WHAT NEEDS TO BE DONE
Rewrite the lines below, replacing "printed sign on wall" with "notice on wall" and leaving everything else unchanged.

RECORDED DATA
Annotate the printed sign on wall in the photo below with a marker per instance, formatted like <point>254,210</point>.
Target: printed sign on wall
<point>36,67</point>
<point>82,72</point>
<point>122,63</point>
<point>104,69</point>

EXERCISE RESPONSE
Annotate the notice on wall in the photo below with a marker per instance, formatted like <point>254,210</point>.
Target: notice on wall
<point>36,67</point>
<point>82,72</point>
<point>122,63</point>
<point>104,69</point>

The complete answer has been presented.